» What needs to be done: After reading the data below, copy out every line that contains the word "blue".

[Saved entries]

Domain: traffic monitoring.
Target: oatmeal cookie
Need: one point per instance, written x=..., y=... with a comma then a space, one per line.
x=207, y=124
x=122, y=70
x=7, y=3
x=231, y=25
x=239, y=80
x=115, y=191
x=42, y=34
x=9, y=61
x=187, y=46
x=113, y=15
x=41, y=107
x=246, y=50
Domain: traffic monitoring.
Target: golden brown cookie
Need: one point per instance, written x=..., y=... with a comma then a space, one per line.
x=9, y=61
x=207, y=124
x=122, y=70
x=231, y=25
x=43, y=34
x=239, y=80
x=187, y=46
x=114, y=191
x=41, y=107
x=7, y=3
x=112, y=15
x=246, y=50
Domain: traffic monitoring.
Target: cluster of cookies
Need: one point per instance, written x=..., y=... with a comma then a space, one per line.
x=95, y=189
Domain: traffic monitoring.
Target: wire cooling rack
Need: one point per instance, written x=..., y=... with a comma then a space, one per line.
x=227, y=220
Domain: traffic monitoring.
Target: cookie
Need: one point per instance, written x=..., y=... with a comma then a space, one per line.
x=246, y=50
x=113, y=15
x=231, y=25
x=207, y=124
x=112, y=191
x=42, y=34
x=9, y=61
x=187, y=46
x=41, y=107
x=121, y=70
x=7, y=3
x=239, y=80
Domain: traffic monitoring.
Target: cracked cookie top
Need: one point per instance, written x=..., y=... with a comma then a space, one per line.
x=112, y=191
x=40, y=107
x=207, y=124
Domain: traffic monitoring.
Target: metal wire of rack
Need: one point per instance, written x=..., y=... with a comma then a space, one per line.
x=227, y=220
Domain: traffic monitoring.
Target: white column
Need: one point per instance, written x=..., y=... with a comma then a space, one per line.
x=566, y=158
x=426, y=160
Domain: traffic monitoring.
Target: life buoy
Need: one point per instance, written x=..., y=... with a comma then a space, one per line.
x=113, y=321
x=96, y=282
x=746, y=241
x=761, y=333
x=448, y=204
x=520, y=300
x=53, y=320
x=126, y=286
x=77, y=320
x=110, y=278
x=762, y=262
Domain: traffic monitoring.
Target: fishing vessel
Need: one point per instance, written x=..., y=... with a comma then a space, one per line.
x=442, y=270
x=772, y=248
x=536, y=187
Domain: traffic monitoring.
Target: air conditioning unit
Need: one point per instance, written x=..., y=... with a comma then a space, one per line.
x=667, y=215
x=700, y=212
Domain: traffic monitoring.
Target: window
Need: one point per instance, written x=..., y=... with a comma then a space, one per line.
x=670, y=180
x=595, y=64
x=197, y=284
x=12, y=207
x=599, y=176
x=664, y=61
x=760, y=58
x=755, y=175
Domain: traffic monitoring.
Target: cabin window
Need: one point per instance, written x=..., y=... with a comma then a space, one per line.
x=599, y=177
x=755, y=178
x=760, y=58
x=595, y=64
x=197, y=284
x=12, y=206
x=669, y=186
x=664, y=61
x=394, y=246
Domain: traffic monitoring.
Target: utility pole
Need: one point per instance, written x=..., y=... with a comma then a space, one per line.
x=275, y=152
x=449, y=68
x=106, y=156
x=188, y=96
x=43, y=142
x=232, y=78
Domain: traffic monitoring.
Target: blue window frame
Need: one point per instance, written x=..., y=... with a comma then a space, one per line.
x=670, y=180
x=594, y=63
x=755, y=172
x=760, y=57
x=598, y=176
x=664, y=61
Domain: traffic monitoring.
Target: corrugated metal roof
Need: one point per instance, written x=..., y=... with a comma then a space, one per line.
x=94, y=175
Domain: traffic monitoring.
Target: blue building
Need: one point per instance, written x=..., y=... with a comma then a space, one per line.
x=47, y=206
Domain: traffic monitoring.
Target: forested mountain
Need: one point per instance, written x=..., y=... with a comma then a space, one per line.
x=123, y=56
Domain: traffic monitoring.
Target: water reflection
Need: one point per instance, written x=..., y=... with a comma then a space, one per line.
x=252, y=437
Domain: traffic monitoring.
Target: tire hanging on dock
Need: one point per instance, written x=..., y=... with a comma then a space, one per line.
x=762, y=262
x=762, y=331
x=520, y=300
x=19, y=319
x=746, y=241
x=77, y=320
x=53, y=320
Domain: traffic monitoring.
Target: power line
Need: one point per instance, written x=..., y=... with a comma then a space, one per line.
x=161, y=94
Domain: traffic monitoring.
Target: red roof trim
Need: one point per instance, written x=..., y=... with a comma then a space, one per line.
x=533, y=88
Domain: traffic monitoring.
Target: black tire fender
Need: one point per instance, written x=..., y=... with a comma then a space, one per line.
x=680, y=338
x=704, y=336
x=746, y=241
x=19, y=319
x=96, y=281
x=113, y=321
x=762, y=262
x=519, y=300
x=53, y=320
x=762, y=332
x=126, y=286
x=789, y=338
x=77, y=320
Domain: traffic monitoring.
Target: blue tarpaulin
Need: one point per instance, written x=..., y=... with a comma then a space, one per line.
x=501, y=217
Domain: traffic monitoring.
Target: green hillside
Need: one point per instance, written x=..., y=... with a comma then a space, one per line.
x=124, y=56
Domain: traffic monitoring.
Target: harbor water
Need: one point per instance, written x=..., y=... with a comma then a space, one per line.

--

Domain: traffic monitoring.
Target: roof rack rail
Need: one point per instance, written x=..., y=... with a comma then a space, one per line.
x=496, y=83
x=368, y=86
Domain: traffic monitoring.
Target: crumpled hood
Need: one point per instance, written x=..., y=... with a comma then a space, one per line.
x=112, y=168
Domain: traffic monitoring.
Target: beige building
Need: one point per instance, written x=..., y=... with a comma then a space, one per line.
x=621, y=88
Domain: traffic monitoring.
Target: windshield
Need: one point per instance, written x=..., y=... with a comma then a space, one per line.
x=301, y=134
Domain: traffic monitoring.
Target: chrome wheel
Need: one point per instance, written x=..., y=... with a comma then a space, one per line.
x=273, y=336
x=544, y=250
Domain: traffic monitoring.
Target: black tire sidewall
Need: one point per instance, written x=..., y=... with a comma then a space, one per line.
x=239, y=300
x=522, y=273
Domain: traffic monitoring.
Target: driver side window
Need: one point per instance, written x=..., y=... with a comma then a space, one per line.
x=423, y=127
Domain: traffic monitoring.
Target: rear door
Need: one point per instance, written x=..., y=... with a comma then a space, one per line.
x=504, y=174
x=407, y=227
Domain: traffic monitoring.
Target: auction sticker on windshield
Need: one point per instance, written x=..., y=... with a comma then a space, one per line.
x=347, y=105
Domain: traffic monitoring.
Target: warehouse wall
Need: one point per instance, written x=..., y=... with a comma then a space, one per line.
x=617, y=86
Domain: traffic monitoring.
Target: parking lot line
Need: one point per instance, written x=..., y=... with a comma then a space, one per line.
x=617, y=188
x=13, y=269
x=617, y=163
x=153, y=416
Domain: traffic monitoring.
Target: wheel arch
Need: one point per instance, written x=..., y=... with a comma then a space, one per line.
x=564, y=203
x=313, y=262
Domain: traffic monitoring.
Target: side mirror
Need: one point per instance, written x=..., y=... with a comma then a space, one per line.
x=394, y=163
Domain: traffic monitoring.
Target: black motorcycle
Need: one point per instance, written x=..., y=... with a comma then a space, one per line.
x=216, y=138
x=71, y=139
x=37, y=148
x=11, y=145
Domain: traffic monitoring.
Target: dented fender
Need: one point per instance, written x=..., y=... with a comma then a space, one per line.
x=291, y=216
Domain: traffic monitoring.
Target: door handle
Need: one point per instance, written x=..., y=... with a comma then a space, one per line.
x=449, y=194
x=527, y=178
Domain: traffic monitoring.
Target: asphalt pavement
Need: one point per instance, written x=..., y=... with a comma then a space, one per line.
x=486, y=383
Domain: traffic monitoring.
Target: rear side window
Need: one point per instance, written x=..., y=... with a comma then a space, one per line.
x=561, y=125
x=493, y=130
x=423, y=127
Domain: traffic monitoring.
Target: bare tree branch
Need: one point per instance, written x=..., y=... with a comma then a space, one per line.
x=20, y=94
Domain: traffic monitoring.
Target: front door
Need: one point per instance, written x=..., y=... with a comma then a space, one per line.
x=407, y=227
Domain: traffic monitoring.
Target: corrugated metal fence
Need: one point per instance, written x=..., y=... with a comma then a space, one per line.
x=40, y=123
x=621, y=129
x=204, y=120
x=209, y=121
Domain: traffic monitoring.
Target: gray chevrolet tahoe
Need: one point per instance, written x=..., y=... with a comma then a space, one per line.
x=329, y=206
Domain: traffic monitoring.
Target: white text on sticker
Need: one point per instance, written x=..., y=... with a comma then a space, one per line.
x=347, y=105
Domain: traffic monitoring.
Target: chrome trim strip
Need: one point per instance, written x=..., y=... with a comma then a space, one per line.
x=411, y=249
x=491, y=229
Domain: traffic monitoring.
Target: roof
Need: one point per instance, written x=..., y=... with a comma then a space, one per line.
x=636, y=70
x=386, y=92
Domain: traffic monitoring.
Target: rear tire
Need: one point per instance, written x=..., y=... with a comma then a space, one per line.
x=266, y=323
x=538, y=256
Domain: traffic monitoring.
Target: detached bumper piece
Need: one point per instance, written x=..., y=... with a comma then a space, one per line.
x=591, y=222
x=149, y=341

» Solution to this exercise:
Target: blue window frame
Target: blue building
Target: blue tarpaulin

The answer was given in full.